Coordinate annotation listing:
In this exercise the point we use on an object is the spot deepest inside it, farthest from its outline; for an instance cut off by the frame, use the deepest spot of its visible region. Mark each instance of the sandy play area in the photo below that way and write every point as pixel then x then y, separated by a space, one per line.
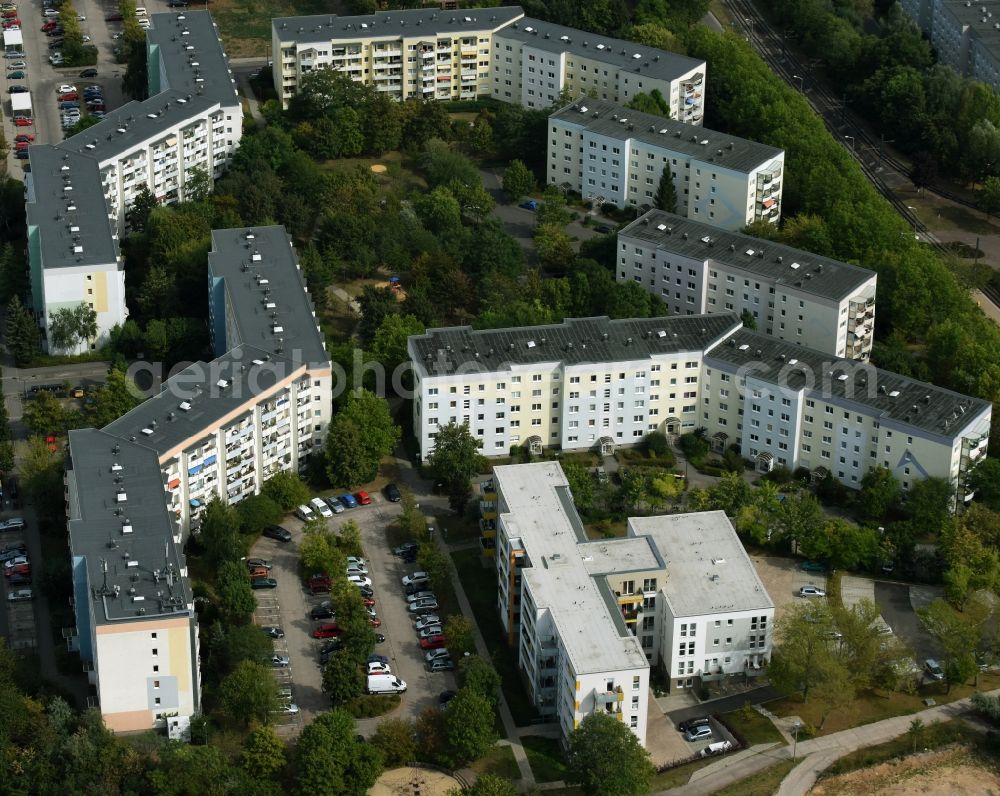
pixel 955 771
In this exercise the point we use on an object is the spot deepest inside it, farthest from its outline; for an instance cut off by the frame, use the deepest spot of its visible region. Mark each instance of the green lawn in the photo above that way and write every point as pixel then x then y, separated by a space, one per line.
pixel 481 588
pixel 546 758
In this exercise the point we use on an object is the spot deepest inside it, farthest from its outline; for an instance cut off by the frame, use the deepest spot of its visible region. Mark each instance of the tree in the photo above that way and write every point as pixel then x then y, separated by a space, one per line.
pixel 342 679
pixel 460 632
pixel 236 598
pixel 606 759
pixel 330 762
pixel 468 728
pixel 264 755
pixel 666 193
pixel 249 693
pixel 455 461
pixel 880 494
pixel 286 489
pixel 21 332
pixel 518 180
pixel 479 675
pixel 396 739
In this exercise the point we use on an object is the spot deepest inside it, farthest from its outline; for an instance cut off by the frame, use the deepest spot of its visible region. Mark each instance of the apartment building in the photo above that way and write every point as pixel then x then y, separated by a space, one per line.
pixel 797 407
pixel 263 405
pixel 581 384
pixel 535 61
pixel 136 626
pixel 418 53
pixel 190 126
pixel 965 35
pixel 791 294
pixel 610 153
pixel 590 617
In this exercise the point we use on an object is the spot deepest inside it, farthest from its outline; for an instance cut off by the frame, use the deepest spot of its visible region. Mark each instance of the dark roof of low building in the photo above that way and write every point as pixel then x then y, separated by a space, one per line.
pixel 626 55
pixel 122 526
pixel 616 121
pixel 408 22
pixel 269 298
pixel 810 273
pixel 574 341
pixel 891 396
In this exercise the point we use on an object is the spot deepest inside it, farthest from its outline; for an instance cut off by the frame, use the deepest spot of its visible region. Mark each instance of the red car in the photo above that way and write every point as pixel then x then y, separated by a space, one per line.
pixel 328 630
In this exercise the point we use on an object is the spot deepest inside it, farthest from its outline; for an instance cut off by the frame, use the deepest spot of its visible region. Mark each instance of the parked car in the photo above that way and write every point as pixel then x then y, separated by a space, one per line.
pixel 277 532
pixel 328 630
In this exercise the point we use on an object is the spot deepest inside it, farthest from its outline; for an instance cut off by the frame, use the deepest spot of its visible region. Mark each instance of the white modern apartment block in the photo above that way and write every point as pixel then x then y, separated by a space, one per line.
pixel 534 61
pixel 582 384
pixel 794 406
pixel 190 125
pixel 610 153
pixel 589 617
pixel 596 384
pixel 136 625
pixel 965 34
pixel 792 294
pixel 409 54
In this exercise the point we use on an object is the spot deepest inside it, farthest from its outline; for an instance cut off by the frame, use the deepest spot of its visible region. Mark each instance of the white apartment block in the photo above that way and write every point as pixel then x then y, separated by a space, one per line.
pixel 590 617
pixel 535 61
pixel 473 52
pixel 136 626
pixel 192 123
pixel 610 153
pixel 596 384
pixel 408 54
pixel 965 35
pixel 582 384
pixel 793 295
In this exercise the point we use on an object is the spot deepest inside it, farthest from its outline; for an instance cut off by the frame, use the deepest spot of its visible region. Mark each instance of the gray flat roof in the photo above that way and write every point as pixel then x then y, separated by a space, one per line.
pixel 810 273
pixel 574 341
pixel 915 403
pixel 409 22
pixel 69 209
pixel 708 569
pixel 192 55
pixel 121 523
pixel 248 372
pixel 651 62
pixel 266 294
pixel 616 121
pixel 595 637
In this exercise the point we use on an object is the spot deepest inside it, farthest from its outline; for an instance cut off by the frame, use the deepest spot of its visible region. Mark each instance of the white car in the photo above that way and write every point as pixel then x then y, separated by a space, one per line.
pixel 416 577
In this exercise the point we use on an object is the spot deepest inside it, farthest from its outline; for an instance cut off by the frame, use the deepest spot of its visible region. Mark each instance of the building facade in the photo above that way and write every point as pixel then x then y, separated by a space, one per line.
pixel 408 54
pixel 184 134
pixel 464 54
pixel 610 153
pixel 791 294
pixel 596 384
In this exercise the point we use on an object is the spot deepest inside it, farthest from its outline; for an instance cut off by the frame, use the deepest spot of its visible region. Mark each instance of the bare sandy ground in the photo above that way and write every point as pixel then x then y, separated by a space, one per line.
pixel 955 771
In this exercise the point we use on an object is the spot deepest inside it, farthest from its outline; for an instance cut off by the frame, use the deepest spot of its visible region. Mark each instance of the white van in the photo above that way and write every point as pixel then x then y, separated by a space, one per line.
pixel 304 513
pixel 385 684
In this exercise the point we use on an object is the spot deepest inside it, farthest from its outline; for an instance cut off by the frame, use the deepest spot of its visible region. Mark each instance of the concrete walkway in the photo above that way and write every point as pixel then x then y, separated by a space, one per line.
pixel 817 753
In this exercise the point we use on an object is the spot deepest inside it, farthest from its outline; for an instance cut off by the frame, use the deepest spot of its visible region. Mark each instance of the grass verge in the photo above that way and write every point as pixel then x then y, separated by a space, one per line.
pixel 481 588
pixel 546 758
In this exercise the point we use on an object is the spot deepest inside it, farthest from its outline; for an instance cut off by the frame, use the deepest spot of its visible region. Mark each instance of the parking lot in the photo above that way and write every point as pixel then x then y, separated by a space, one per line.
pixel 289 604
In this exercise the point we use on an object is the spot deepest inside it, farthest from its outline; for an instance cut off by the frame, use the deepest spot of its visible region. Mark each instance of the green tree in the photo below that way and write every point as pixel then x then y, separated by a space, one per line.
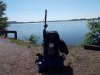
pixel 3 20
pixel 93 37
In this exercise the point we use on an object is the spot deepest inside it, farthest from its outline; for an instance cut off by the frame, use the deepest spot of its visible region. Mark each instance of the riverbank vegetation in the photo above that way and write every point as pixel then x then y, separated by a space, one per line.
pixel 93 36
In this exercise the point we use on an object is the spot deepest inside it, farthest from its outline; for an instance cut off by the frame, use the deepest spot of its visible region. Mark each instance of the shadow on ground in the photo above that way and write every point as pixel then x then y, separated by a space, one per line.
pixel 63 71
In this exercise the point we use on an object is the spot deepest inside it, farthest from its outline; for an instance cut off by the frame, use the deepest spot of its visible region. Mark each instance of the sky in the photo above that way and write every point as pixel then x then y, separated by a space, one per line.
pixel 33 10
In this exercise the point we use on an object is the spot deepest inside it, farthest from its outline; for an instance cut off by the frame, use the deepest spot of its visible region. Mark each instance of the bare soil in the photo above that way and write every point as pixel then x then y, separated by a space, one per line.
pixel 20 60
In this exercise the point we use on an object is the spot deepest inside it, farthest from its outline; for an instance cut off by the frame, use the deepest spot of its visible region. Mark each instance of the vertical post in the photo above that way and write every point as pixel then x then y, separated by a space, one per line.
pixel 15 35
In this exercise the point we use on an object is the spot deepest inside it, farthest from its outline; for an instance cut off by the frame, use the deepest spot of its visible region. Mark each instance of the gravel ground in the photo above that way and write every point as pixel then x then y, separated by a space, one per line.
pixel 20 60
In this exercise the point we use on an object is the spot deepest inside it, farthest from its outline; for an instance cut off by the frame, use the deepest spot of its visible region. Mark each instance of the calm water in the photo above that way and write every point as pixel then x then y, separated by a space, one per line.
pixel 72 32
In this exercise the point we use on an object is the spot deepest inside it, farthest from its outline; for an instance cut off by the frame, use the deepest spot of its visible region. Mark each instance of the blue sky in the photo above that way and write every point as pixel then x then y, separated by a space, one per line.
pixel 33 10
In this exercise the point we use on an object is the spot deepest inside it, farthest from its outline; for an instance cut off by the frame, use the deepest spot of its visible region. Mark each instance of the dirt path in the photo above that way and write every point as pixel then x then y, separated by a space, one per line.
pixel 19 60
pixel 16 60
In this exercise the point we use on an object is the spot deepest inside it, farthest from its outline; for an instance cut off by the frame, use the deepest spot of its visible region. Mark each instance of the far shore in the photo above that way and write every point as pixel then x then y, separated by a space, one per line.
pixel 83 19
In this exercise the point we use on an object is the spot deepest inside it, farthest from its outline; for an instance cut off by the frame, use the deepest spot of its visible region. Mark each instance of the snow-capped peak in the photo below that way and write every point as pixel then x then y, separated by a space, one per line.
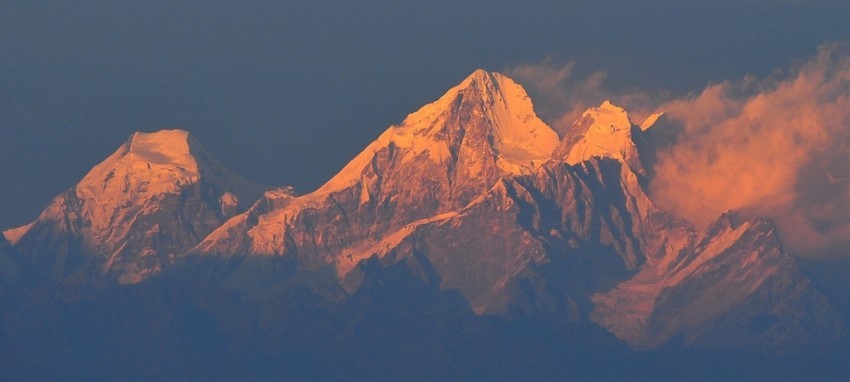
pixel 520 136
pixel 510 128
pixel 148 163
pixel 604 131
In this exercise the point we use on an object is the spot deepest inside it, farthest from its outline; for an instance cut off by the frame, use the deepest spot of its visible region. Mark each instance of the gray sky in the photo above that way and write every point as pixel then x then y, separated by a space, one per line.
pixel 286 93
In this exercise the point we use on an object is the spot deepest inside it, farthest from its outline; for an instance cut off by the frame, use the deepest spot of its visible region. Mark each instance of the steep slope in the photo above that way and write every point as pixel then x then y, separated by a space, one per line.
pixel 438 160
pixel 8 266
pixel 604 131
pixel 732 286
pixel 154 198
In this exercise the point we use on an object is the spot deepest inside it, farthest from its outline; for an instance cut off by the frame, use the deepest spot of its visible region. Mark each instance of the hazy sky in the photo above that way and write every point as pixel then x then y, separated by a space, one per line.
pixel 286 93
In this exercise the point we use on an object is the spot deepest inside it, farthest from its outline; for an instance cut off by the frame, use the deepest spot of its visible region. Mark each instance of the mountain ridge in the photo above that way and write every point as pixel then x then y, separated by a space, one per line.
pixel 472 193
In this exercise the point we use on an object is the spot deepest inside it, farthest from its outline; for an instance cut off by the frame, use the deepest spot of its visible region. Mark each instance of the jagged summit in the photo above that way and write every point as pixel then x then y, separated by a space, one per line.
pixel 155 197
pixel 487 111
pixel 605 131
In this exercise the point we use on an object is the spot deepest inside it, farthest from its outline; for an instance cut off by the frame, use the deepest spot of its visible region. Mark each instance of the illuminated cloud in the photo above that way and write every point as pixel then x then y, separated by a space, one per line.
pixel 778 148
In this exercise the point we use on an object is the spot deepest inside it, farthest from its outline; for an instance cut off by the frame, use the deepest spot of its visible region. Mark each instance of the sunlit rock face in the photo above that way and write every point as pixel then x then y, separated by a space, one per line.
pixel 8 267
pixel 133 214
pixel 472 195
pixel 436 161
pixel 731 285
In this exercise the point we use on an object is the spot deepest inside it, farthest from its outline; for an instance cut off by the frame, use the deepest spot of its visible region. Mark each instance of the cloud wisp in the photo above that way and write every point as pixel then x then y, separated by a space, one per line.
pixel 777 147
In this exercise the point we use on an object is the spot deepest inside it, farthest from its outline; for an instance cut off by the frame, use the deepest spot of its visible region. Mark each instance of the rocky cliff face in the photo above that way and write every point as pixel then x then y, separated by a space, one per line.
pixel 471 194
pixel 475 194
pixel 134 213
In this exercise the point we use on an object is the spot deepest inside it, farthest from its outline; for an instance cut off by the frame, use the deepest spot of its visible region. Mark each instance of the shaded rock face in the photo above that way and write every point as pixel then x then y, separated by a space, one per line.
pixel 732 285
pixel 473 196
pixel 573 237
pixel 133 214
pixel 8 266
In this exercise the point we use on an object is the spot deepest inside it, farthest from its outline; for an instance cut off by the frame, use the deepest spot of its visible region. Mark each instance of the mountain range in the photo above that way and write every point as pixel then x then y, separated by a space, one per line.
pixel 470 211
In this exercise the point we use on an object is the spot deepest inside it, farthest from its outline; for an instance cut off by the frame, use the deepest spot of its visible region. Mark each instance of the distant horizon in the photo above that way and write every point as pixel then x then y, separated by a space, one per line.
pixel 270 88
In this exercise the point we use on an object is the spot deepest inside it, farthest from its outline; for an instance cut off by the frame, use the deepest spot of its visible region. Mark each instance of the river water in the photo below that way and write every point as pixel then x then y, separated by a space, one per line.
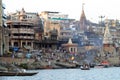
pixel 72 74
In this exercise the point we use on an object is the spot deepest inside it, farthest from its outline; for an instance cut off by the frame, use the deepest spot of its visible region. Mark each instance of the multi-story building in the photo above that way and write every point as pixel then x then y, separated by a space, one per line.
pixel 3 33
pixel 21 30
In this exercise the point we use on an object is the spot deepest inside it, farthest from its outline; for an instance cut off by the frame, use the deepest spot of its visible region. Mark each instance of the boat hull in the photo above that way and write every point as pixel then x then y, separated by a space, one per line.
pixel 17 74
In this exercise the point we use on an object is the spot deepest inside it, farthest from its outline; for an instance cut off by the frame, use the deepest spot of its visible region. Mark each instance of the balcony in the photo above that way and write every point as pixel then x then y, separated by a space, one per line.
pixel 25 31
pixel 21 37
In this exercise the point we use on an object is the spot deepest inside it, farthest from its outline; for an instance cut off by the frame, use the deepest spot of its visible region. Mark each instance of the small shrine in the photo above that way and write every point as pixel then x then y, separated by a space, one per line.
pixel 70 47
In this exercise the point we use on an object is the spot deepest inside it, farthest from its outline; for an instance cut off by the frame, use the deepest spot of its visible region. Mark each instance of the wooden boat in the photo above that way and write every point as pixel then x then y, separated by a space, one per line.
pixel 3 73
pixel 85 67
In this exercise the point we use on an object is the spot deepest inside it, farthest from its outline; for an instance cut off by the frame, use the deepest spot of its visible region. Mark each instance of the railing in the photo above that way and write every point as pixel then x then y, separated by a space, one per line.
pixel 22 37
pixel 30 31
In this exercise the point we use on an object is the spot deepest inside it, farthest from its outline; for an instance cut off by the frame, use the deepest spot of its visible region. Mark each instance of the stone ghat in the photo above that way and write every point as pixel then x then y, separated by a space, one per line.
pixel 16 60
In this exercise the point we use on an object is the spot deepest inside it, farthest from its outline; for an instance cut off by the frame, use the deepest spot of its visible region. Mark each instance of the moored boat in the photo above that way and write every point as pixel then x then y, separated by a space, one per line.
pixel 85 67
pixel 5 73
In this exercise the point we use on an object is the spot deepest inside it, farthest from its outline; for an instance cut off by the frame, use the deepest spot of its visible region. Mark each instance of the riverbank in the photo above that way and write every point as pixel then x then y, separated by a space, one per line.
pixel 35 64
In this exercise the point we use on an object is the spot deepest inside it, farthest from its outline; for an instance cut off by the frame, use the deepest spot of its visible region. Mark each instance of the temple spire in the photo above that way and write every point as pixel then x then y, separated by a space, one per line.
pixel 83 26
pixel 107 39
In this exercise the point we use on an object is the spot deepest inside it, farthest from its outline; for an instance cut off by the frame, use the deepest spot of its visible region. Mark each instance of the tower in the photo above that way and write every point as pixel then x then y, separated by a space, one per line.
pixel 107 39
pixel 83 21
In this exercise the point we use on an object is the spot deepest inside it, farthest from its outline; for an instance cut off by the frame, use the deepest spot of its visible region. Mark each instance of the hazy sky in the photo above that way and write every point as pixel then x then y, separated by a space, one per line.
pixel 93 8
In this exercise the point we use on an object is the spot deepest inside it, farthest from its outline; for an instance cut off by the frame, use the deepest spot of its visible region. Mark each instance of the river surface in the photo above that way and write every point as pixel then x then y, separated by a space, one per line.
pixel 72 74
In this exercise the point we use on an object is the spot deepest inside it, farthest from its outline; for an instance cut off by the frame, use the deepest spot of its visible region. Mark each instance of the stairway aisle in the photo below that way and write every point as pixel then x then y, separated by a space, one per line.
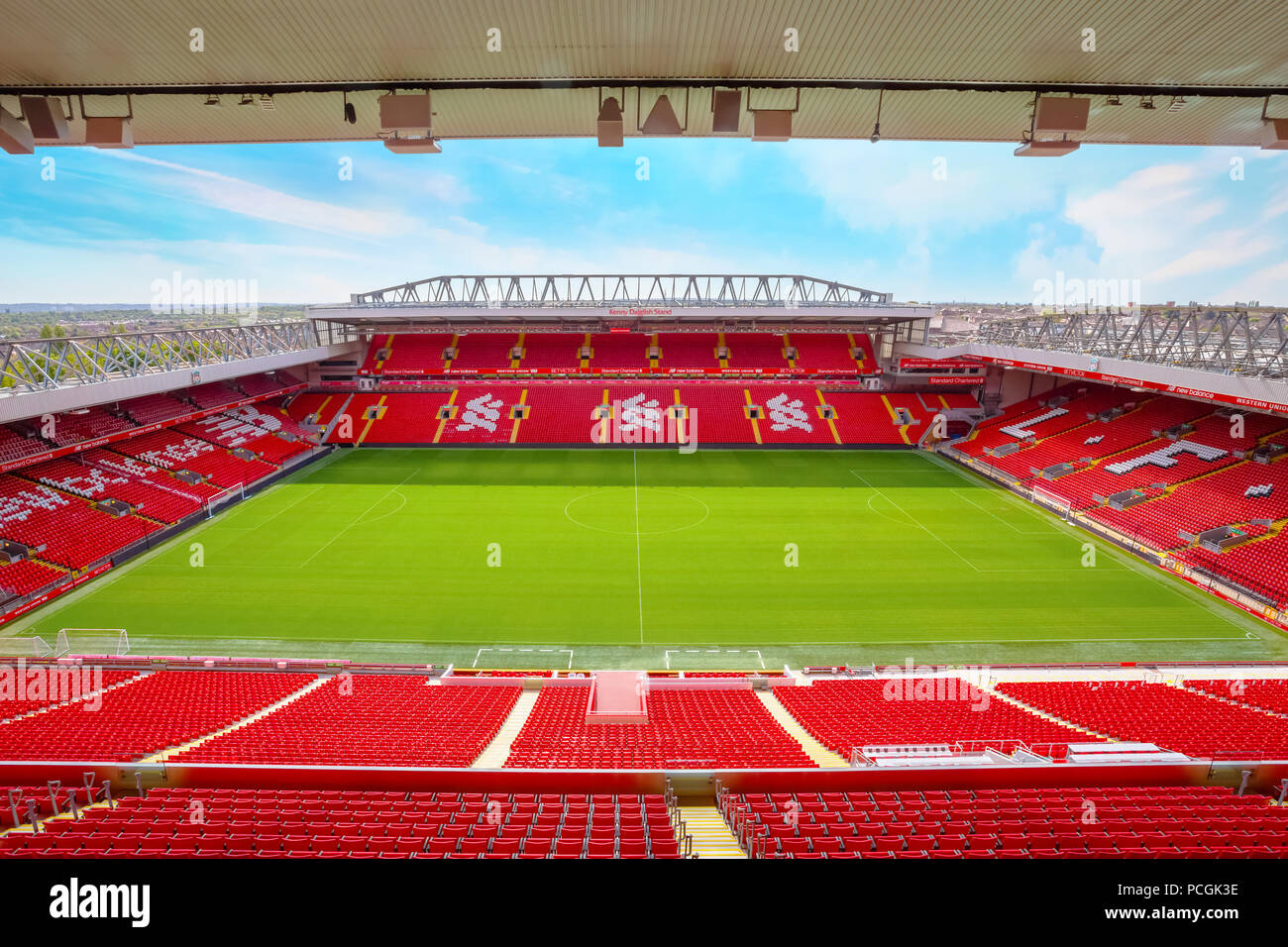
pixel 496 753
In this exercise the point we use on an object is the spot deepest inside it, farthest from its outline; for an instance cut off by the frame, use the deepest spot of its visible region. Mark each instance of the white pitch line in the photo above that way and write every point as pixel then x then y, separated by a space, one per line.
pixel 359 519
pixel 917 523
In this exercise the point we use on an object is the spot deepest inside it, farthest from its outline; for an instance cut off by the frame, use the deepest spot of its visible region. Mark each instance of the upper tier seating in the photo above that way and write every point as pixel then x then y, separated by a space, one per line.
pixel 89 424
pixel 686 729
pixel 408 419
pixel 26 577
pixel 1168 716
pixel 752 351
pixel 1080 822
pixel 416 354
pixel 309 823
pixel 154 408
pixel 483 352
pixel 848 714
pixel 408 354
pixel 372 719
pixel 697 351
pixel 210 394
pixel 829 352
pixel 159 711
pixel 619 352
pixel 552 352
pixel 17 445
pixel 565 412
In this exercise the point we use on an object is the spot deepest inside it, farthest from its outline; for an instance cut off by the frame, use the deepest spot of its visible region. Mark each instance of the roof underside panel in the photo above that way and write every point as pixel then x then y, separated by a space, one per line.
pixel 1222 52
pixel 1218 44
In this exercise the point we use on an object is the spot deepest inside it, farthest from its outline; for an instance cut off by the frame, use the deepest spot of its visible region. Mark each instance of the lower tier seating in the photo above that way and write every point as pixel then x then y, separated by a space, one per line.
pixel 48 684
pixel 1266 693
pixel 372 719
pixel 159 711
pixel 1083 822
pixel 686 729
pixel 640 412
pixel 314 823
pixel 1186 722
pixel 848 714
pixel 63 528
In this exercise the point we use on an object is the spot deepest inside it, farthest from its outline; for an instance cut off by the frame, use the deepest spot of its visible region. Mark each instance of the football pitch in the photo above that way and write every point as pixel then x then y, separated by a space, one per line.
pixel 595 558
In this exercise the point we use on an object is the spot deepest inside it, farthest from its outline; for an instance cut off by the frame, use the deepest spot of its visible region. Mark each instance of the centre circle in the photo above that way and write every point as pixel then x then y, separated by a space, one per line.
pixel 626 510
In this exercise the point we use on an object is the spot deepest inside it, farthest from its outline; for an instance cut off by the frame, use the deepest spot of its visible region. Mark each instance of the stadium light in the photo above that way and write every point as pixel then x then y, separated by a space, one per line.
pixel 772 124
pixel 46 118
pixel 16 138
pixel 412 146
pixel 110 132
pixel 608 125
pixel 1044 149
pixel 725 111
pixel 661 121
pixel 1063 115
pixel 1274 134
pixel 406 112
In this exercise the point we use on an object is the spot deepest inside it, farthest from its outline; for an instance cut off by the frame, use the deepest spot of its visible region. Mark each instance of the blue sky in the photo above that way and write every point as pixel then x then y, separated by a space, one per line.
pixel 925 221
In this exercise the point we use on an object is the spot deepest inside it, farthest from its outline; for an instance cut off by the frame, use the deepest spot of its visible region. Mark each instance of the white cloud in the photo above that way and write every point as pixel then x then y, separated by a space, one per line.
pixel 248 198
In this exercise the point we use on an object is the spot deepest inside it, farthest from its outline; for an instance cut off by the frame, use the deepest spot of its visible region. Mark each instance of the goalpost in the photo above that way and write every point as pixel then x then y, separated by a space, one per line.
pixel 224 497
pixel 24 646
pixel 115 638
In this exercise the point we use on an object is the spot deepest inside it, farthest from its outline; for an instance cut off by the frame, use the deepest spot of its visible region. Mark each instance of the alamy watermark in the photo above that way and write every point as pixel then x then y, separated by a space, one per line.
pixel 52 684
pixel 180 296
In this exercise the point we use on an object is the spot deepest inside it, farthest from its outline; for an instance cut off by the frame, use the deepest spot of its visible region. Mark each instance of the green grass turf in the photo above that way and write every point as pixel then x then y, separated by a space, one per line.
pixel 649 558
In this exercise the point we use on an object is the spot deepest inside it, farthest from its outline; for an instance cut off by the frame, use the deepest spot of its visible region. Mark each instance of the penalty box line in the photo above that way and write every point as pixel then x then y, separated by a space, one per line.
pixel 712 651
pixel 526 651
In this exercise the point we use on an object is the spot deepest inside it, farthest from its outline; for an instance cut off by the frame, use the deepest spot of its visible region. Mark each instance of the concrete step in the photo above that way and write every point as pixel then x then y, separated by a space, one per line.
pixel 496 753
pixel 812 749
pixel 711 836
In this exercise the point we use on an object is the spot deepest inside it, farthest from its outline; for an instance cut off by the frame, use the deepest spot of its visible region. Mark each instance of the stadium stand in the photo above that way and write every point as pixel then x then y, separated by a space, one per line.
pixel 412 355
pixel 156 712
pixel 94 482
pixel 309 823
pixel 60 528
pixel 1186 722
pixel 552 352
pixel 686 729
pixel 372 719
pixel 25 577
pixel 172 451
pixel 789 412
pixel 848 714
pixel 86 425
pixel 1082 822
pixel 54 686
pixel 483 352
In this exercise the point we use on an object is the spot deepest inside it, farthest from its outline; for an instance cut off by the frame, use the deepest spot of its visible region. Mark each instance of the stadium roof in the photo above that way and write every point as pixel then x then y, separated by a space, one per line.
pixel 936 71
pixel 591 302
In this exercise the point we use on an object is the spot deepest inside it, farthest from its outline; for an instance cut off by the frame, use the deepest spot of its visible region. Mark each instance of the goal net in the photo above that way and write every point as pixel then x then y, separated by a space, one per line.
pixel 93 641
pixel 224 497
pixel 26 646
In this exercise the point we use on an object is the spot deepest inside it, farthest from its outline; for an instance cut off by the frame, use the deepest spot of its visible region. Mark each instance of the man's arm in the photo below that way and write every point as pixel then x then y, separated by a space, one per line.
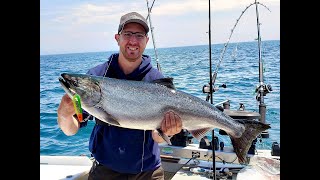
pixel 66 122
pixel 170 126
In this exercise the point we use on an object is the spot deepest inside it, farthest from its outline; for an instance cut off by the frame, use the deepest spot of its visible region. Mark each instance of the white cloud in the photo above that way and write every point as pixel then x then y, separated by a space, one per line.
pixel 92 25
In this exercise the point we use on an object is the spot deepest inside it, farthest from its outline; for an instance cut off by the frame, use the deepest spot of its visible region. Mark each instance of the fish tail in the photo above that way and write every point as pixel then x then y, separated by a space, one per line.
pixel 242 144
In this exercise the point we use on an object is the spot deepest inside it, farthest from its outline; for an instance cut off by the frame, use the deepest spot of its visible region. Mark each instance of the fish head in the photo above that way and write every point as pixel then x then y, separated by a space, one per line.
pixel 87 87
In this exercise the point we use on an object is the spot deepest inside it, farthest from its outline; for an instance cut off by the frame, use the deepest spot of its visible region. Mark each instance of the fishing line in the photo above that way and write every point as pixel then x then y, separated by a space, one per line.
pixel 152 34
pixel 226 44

**Stated problem**
Duplicate the lines of the listing above, word for word, from the line with "of the shaded" to the line with "pixel 470 211", including both of those lines.

**Finished answer**
In this exercise the point we use on an object is the spot deepest inside it, farthest from its outline; for an instance cut off by the frame, use the deepest spot of its visible region. Mark each instance of the shaded rock face in the photo above that way and write every point as pixel then x then y, separated by a space, one per line.
pixel 732 285
pixel 473 196
pixel 573 237
pixel 133 214
pixel 8 266
In this exercise the point we use on an object is the spot deepest inside it, farthest from its outline; for an instance cut off by the frame, use the deepest spot of its visible region. Mark each instance of the mountain range in the photo above that way and write every point as pixel then x then y, separated by a space, one per line.
pixel 470 211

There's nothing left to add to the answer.